■ **Instructions to follow**
Return, unchanged, the stretch of the rows below from the line that contains "obj: green foliage" through the line that contains "left=155, top=15, right=368, bottom=124", with both of those lines included.
----------
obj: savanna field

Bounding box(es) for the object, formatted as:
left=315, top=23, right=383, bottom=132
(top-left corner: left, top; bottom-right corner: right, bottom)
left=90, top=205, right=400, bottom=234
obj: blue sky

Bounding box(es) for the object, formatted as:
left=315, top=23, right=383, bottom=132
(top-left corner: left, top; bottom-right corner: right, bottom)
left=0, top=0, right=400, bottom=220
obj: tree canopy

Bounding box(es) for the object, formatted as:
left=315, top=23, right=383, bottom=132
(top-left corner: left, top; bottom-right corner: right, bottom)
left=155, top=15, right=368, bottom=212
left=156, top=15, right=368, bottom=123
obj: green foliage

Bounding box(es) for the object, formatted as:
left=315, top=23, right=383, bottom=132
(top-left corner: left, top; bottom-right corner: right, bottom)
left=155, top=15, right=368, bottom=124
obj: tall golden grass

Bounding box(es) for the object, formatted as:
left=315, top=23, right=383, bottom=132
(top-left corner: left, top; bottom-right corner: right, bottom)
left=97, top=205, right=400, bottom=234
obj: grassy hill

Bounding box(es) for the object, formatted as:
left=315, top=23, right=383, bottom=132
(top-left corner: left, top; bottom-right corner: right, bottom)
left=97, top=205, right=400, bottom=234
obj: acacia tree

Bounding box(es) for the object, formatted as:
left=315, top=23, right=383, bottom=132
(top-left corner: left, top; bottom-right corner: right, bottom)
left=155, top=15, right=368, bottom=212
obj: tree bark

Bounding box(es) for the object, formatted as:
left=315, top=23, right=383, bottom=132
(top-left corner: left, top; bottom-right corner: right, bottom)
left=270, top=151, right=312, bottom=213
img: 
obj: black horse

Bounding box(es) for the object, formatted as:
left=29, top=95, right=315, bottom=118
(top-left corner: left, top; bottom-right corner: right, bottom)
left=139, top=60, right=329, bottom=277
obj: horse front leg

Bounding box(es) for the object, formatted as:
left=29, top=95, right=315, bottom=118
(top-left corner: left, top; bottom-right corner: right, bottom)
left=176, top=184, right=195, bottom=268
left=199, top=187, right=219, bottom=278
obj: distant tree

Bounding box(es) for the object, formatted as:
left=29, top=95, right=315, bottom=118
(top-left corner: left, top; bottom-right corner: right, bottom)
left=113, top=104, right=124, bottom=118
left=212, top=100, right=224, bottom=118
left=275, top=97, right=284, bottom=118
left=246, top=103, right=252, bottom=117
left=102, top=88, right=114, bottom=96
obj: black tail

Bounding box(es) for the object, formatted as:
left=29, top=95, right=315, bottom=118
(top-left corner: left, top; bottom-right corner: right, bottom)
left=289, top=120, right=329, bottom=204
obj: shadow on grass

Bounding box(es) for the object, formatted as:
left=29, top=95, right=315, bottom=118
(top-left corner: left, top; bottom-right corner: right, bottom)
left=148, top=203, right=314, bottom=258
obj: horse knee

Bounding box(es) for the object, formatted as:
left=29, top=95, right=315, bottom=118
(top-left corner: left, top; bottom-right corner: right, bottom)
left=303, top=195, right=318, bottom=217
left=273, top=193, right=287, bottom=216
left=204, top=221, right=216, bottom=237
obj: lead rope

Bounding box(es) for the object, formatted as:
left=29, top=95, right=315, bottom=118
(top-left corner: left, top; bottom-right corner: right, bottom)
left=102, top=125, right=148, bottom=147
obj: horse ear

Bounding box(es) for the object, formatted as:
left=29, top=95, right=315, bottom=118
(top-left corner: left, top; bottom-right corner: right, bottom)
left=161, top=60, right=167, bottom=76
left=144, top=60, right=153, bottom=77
----------
■ **Result of this exercise**
obj: green foliage

Bounding box(es) for the object, formatted as:
left=315, top=23, right=383, bottom=132
(top-left corner: left, top; bottom-right corner: right, bottom)
left=155, top=15, right=368, bottom=124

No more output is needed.